begin Supplied material

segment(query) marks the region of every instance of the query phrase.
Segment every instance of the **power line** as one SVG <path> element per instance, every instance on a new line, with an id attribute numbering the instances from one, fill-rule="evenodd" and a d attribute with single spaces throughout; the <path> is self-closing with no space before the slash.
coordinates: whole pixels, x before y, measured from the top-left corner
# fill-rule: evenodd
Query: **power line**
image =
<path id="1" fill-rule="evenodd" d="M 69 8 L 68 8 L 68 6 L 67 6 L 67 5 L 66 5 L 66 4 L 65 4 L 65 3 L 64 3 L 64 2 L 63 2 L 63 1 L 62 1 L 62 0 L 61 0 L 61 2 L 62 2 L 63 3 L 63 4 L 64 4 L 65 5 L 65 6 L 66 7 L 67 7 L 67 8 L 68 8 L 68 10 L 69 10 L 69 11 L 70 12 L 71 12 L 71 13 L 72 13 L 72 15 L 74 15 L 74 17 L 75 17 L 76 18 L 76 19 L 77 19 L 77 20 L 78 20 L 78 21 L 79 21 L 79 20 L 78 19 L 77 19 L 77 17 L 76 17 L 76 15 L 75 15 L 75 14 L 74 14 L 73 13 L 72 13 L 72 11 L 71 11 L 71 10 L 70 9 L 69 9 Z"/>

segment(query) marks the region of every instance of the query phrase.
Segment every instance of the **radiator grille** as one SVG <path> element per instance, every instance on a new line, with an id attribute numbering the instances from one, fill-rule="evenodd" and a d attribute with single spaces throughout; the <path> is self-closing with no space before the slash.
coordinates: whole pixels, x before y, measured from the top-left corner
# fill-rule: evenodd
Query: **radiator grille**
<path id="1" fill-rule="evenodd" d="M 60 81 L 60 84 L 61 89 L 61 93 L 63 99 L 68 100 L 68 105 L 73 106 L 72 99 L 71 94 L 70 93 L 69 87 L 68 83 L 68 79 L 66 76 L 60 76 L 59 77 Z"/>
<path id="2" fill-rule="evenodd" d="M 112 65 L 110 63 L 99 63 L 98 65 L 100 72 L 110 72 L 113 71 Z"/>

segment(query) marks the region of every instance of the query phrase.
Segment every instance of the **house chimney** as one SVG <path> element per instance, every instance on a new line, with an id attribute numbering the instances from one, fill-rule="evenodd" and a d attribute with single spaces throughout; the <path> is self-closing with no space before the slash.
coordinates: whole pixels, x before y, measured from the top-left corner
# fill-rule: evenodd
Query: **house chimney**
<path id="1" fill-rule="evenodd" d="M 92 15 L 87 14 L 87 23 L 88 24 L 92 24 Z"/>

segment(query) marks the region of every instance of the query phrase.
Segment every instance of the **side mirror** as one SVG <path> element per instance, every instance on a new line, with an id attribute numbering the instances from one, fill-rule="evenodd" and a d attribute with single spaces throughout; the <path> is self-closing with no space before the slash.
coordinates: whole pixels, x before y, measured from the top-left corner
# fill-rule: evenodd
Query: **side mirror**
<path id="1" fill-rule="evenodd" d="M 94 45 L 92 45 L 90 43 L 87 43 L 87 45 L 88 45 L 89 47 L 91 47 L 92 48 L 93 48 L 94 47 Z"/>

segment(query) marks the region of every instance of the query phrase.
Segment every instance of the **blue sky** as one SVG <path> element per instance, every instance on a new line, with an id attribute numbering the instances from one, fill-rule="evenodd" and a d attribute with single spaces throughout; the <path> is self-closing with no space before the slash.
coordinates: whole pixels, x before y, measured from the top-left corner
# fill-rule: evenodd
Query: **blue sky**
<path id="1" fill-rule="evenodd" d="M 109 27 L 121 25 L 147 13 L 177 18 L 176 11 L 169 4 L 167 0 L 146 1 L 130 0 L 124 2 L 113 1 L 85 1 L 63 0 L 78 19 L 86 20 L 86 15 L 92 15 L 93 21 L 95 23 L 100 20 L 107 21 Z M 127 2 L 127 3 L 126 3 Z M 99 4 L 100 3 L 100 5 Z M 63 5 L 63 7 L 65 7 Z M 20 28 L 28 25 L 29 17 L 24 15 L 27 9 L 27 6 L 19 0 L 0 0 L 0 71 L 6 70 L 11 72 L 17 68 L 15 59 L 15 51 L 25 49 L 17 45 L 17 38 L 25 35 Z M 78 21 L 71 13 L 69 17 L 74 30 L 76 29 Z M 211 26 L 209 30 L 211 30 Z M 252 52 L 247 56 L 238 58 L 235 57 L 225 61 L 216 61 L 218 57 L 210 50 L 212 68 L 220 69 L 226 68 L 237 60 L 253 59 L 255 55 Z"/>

end Supplied material

▸ Task brief
Reproduce the records above, substituting "integer pixels" for "whole pixels" wherever it occurs and leaving everything else unchanged.

▸ Response to the task
segment(query) marks the region of every instance of the query phrase.
Segment every instance of the **power line** as one SVG <path> element per instance, every instance on a new line, with an id attribute numbering the instances from one, fill-rule="evenodd" and a d attribute with single spaces throughout; the <path> is self-closing with no space before the slash.
coordinates: integer pixels, x before y, measured from the top-left corner
# fill-rule: evenodd
Query: **power line**
image =
<path id="1" fill-rule="evenodd" d="M 69 8 L 68 8 L 68 6 L 67 6 L 67 5 L 66 5 L 66 4 L 65 4 L 65 3 L 64 3 L 64 2 L 63 2 L 63 1 L 62 1 L 62 0 L 61 0 L 61 2 L 62 2 L 63 3 L 63 4 L 64 4 L 65 5 L 65 6 L 66 7 L 67 7 L 67 8 L 68 8 L 68 10 L 69 10 L 69 11 L 70 12 L 71 12 L 71 13 L 72 13 L 72 15 L 74 15 L 74 17 L 75 17 L 76 18 L 76 19 L 77 19 L 77 20 L 78 20 L 78 21 L 79 21 L 79 20 L 78 19 L 77 19 L 77 17 L 76 17 L 76 15 L 75 15 L 75 14 L 74 14 L 73 13 L 72 13 L 72 11 L 71 11 L 71 10 L 70 9 L 69 9 Z"/>

segment(query) marks the region of every instance of the query phrase.
Segment every instance of the **radiator grille** as one SVG <path> element per instance, every instance on a new line, with an id attribute numbering the instances from one, fill-rule="evenodd" and a d attribute with single spaces throughout; the <path> is self-closing with no space before the slash.
coordinates: integer pixels, x before y, measured from the top-left corner
# fill-rule: evenodd
Query: **radiator grille**
<path id="1" fill-rule="evenodd" d="M 60 81 L 60 84 L 61 89 L 61 93 L 63 99 L 68 100 L 68 105 L 73 106 L 72 99 L 71 94 L 70 93 L 69 87 L 68 83 L 68 79 L 66 76 L 60 76 L 59 77 Z"/>
<path id="2" fill-rule="evenodd" d="M 112 65 L 110 63 L 99 63 L 98 65 L 100 72 L 110 72 L 113 71 Z"/>

segment(query) marks the region of every instance of the query phrase.
Segment every instance of the **house chimney** as one SVG <path> element per instance, every instance on a new line, with an id attribute numbering the instances from one, fill-rule="evenodd" and a d attribute with single spaces throughout; the <path> is self-closing with no space before the slash.
coordinates: integer pixels, x before y, measured from the top-left corner
# fill-rule: evenodd
Query: **house chimney**
<path id="1" fill-rule="evenodd" d="M 92 15 L 87 14 L 87 23 L 88 24 L 92 24 Z"/>

segment(query) marks the region of every instance of the query phrase.
Segment every instance of the **side mirror** as one SVG <path> element per instance, every instance on a new line, with an id attribute numbering the instances from one, fill-rule="evenodd" and a d attribute with single spaces throughout; the <path> is self-closing with no space before the slash.
coordinates: integer pixels, x before y, measured from the top-left corner
# fill-rule: evenodd
Query: **side mirror**
<path id="1" fill-rule="evenodd" d="M 94 45 L 92 45 L 90 43 L 87 43 L 87 45 L 88 45 L 89 47 L 91 47 L 92 48 L 93 48 L 94 47 Z"/>

segment(query) marks the region of every instance of the query phrase.
Segment every instance of the **blue sky** as one SVG <path> element per instance, every instance on a new line, with an id attribute numbering the instances from one, fill-rule="evenodd" and a d attribute with single spaces throughout; the <path> is self-closing with no space before the slash.
coordinates: integer pixels, x before y, measured from the top-left corner
# fill-rule: evenodd
Query: **blue sky**
<path id="1" fill-rule="evenodd" d="M 109 27 L 121 25 L 147 13 L 177 18 L 176 11 L 169 4 L 167 0 L 146 1 L 130 0 L 124 2 L 113 1 L 85 1 L 63 0 L 78 19 L 86 20 L 86 15 L 92 15 L 93 21 L 95 23 L 100 20 L 107 21 Z M 127 2 L 127 3 L 126 3 Z M 99 4 L 100 3 L 100 5 Z M 63 5 L 63 7 L 65 7 Z M 20 28 L 28 25 L 29 17 L 24 15 L 27 9 L 27 6 L 19 0 L 0 0 L 0 71 L 6 70 L 11 72 L 17 68 L 15 59 L 15 51 L 25 49 L 17 45 L 17 38 L 25 35 Z M 78 21 L 71 13 L 69 17 L 74 30 L 76 29 Z M 211 26 L 209 30 L 211 30 Z M 252 52 L 247 56 L 238 58 L 235 57 L 225 61 L 216 61 L 218 57 L 210 50 L 212 68 L 220 69 L 226 68 L 237 60 L 253 59 L 255 55 Z"/>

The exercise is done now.